Present every line of the items below as a Markdown table with two columns, "Row" and "Item line," skipping blank lines and leaving out the pictures.

----- Records for the task

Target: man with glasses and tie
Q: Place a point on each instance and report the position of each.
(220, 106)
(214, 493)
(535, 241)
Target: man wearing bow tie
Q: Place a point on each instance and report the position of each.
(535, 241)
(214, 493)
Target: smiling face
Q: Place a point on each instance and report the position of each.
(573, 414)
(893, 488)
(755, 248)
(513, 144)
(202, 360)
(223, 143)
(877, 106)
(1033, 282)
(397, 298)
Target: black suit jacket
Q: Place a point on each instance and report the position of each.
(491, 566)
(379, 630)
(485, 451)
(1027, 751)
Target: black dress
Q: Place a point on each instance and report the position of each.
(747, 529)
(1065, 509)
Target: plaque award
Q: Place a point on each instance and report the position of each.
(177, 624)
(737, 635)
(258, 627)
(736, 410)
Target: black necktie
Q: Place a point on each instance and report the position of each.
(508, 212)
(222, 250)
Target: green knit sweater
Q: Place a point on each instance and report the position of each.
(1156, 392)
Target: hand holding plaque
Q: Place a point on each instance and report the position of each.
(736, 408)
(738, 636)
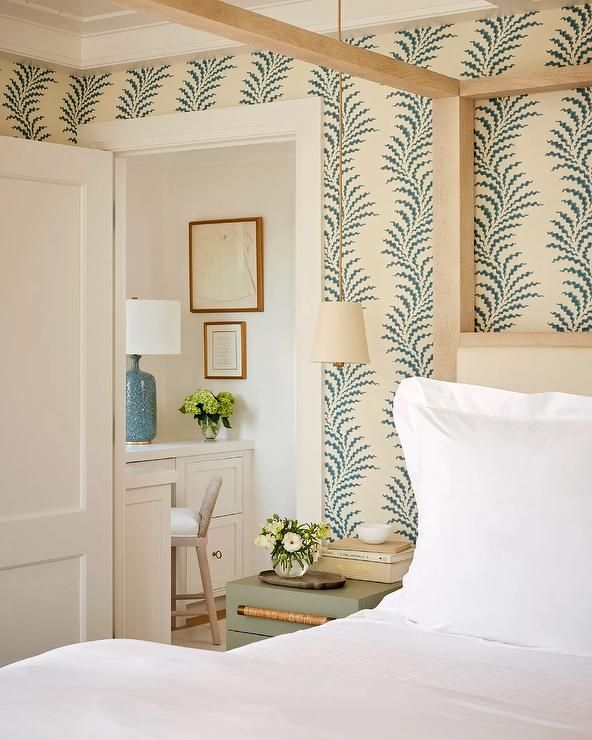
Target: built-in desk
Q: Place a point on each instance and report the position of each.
(177, 473)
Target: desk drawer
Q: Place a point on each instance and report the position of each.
(150, 466)
(194, 476)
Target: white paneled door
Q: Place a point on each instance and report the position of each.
(55, 396)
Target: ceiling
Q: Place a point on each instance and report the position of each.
(85, 34)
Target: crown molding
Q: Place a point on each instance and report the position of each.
(24, 38)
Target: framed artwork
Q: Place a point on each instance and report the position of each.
(226, 265)
(225, 349)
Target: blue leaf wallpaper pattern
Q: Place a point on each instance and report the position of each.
(265, 80)
(346, 451)
(80, 101)
(408, 249)
(142, 86)
(572, 41)
(503, 195)
(503, 198)
(534, 262)
(24, 91)
(204, 78)
(570, 147)
(492, 51)
(348, 456)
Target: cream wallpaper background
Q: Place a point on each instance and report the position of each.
(533, 210)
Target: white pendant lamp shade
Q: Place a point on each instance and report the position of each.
(153, 327)
(340, 334)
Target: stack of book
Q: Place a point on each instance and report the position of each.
(352, 558)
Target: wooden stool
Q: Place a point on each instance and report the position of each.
(189, 528)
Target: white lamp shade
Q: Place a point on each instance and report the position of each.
(340, 334)
(153, 327)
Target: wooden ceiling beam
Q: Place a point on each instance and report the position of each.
(262, 32)
(545, 80)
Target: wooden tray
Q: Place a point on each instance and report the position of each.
(312, 579)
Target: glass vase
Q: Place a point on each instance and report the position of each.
(210, 429)
(293, 570)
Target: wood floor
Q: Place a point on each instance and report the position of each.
(196, 634)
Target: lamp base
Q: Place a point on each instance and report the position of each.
(140, 397)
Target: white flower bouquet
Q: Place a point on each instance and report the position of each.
(294, 547)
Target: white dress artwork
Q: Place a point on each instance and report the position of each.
(226, 262)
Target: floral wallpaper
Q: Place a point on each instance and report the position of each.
(533, 210)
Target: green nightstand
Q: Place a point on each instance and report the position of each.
(250, 592)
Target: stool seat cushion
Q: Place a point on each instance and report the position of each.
(184, 522)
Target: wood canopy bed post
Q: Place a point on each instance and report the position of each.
(547, 80)
(453, 179)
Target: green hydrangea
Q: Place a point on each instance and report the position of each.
(204, 403)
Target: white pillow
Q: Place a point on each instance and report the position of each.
(503, 483)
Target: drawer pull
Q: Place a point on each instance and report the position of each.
(312, 620)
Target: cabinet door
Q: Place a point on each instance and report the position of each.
(224, 554)
(195, 475)
(147, 571)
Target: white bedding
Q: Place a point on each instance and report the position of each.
(371, 674)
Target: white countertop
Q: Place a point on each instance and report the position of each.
(185, 448)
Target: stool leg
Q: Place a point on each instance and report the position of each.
(173, 585)
(206, 580)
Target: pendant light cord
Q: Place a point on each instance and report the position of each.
(340, 163)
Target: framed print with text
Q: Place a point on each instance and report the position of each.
(226, 265)
(225, 350)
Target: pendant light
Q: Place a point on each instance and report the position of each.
(340, 334)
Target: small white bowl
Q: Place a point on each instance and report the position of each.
(374, 534)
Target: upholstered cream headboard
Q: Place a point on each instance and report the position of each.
(527, 369)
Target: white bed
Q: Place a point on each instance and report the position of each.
(371, 674)
(484, 565)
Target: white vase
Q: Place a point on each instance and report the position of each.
(295, 570)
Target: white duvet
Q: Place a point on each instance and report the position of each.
(370, 675)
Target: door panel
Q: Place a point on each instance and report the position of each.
(55, 396)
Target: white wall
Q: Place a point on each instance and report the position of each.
(165, 192)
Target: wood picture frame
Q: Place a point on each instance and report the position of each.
(225, 350)
(224, 280)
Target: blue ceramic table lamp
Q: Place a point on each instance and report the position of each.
(152, 328)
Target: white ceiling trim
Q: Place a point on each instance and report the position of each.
(158, 40)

----------

▸ **Solution to this problem**:
| Row | Item line |
|---|---|
| 1 | Target: man with glasses and tie |
| 2 | Q: Place a point on each instance and report the position of each. |
| 3 | (220, 106) |
| 4 | (214, 493) |
| 5 | (535, 241) |
| 6 | Target: man wearing bow tie |
| 7 | Q: Place a point on each instance and report the position of each. |
| 8 | (535, 241) |
| 9 | (214, 493) |
| 10 | Target: smiling face |
| 11 | Q: Place a point on each instance and report the position of each. |
| 12 | (573, 414) |
| 13 | (893, 488) |
| 14 | (755, 248) |
| 15 | (513, 144) |
| 16 | (202, 360) |
| 17 | (223, 143) |
| 18 | (877, 106) |
| 19 | (1033, 282) |
| 20 | (397, 298) |
| 21 | Target: black suit jacket |
| 22 | Q: Place a point on each instance and report the position of each. |
| 23 | (491, 566) |
| 24 | (379, 630) |
| 25 | (485, 451) |
| 26 | (1027, 751) |
| 27 | Target: black dress |
| 28 | Q: Place a point on each instance and report the position of each. |
| 29 | (747, 529) |
| 30 | (1065, 509) |
| 31 | Target: plaque award |
| 32 | Q: Place a point on each instance and report the position of each. |
| 33 | (177, 624) |
| 34 | (737, 635) |
| 35 | (258, 627) |
| 36 | (736, 410) |
| 37 | Target: black necktie |
| 38 | Q: Place a point on each instance and report the position of each. |
| 39 | (508, 212) |
| 40 | (222, 250) |
| 41 | Target: green knit sweater |
| 42 | Q: Place a point on each instance and report the position of each. |
| 43 | (1156, 392) |
| 44 | Target: hand holding plaque |
| 45 | Q: Place a point on each instance and report the position of each. |
| 46 | (736, 408) |
| 47 | (738, 636) |
| 48 | Target: built-in desk |
| 49 | Q: Place a point on each instance and report the position of each. |
| 50 | (177, 473) |
| 51 | Target: desk drawer |
| 52 | Q: Place a point on each instance and report the position of each. |
| 53 | (150, 466) |
| 54 | (194, 476) |
| 55 | Target: white paneled door |
| 56 | Q: Place a point on each instance and report the position of each. |
| 57 | (55, 396) |
| 58 | Target: ceiling |
| 59 | Q: Place a point on each instance and report the position of each. |
| 60 | (85, 34) |
| 61 | Target: crown molding |
| 62 | Q: Place a point on each instance and report the position of each. |
| 63 | (24, 38) |
| 64 | Target: framed artwork |
| 65 | Q: Place a point on each instance and report the position of each. |
| 66 | (226, 265) |
| 67 | (225, 349) |
| 68 | Target: blue leaf wallpaper pattern |
| 69 | Q: Place a point on each instance and report the position of each. |
| 70 | (265, 80) |
| 71 | (346, 451) |
| 72 | (80, 101) |
| 73 | (408, 249) |
| 74 | (142, 86) |
| 75 | (572, 41) |
| 76 | (503, 195) |
| 77 | (503, 198) |
| 78 | (534, 262) |
| 79 | (24, 91) |
| 80 | (204, 78) |
| 81 | (570, 147) |
| 82 | (492, 51) |
| 83 | (348, 456) |
| 84 | Target: cream wallpaper background |
| 85 | Q: Place a point on each instance and report the position of each. |
| 86 | (533, 210) |
| 87 | Target: white pendant lamp shade |
| 88 | Q: Place a point on each instance and report the position of each. |
| 89 | (153, 327) |
| 90 | (340, 334) |
| 91 | Target: stack of book |
| 92 | Q: Place a point on each instance and report the position of each. |
| 93 | (352, 558) |
| 94 | Target: wooden stool |
| 95 | Q: Place a point on each instance and report the position of each. |
| 96 | (189, 528) |
| 97 | Target: white lamp shade |
| 98 | Q: Place a point on each instance and report the position of each. |
| 99 | (340, 334) |
| 100 | (153, 327) |
| 101 | Target: wooden ceiling beam |
| 102 | Q: Place a point on each instance and report the position of each. |
| 103 | (262, 32) |
| 104 | (545, 80) |
| 105 | Target: wooden tray |
| 106 | Q: Place a point on each instance and report the position of each. |
| 107 | (312, 579) |
| 108 | Target: glass vase |
| 109 | Q: Place a point on each instance and report the position of each. |
| 110 | (210, 429) |
| 111 | (293, 570) |
| 112 | Target: wood floor |
| 113 | Q: Place a point on each instance and report the position of each. |
| 114 | (196, 634) |
| 115 | Target: lamp base |
| 116 | Q: Place a point on each instance and report the position of each. |
| 117 | (140, 397) |
| 118 | Target: white flower bouquet |
| 119 | Q: Place a point on each instance and report the position of each. |
| 120 | (294, 547) |
| 121 | Target: white dress artwork |
| 122 | Q: Place a point on each instance and report the position of each. |
| 123 | (226, 262) |
| 124 | Target: floral wallpaper |
| 125 | Q: Place a point on each instance and report the position of each. |
| 126 | (533, 210) |
| 127 | Target: green nightstand |
| 128 | Q: Place a point on each instance and report the position of each. |
| 129 | (250, 592) |
| 130 | Target: stool seat cushion |
| 131 | Q: Place a point on each instance and report the position of each. |
| 132 | (184, 522) |
| 133 | Target: wood canopy bed post |
| 134 | Q: Place a point on each instance and report the position of each. |
| 135 | (547, 80) |
| 136 | (453, 179) |
| 137 | Target: green hydrangea |
| 138 | Q: Place a point on each instance and report the position of each. |
| 139 | (204, 403) |
| 140 | Target: white pillow |
| 141 | Q: Place a point on each instance and report the position of each. |
| 142 | (503, 483) |
| 143 | Target: drawer pull |
| 144 | Q: Place a point on each instance and report the position of each. |
| 145 | (312, 620) |
| 146 | Target: cabinet door |
| 147 | Q: Place a point on each instance and report the position of each. |
| 148 | (224, 554) |
| 149 | (195, 475) |
| 150 | (147, 571) |
| 151 | Target: white bedding |
| 152 | Q: Place a point on each instance and report the position of each. |
| 153 | (371, 674) |
| 154 | Target: white countertop |
| 155 | Q: Place a point on each instance and report the position of each. |
| 156 | (185, 448) |
| 157 | Target: stool leg |
| 158 | Q: Place a point on each instance and report the position of each. |
| 159 | (173, 585) |
| 160 | (206, 580) |
| 161 | Target: pendant light cord |
| 162 | Q: Place a point on each instance and report the position of each. |
| 163 | (340, 163) |
| 164 | Target: framed print with text |
| 165 | Q: Place a point on each instance and report the position of each. |
| 166 | (226, 265) |
| 167 | (225, 350) |
| 168 | Target: pendant light |
| 169 | Q: Place a point on each instance and report the position of each. |
| 170 | (340, 334) |
| 171 | Target: small white bowl |
| 172 | Q: Place a point on each instance and report the position of each. |
| 173 | (374, 534) |
| 174 | Target: upholstered cream headboard |
| 175 | Q: Place a point on each instance and report the position of each. |
| 176 | (527, 369) |
| 177 | Target: white bed |
| 178 | Q: Place a point on each instance and report the position of each. |
| 179 | (371, 674) |
| 180 | (484, 565) |
| 181 | Target: white vase |
| 182 | Q: Place a point on each instance and report the position of each. |
| 183 | (295, 570) |
| 184 | Target: white duvet |
| 185 | Q: Place a point on each instance and report the position of each. |
| 186 | (370, 675) |
| 187 | Target: door panel |
| 188 | Q: Place a point on each instance and report the position of each. |
| 189 | (55, 396) |
| 190 | Target: white wall |
| 191 | Q: Place a point on each instance and report the position of each. |
| 192 | (165, 192) |
| 193 | Target: wood picture frame |
| 194 | Q: Place a point on each instance and report the position of each. |
| 195 | (225, 350) |
| 196 | (224, 280) |
| 197 | Target: blue ceramic table lamp |
| 198 | Q: Place a point on each instance and report the position of each. |
| 199 | (152, 328) |
| 200 | Target: white ceiling trim |
| 201 | Q: Place a point on each instance and report the position of each. |
| 202 | (158, 40) |